[begin Data supplied]
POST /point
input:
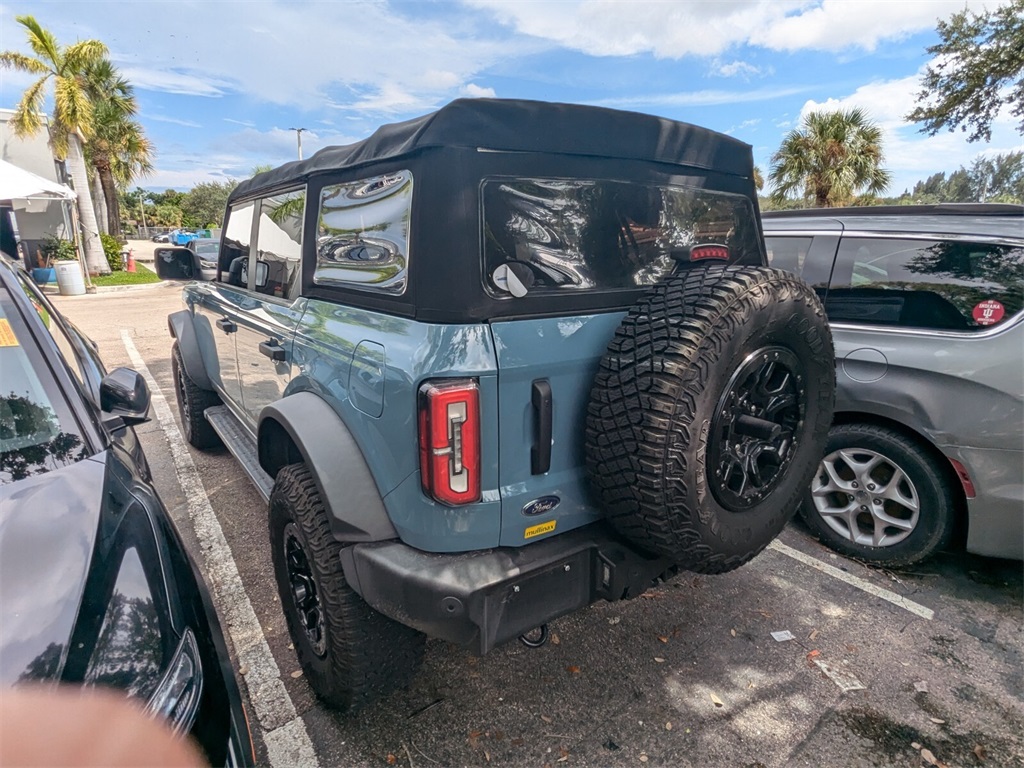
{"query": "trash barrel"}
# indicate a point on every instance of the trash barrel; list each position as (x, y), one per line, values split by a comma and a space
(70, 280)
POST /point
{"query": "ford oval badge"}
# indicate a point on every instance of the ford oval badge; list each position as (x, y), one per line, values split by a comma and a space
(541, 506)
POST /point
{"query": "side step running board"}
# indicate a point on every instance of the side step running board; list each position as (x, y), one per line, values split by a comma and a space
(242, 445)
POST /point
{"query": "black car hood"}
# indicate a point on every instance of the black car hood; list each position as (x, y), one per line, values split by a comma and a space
[end Data supplied]
### Goal
Return all of the items above line for line, without changing a word, and leave out the pictures.

### Written response
POST /point
input:
{"query": "trash barrel"}
# indicate a point on every instance of the trash barrel; list each position as (x, y), one per line, values split by a comma and a space
(70, 280)
POST /point
{"query": "ford oval badge"}
# indicate a point on every instance of the ford oval badge; list each position as (x, y), one per line, values split by a comma and a space
(541, 506)
POST /point
{"query": "side step running board"}
# indicate a point on every instance of the side step running board; list each position as (x, y), one per line, values split by a comma and a space
(242, 445)
POST /point
{"query": "black car hood"}
# indicate a point on every instance of the black car hood; list each position as (x, y), one per line, values split by a comma and a space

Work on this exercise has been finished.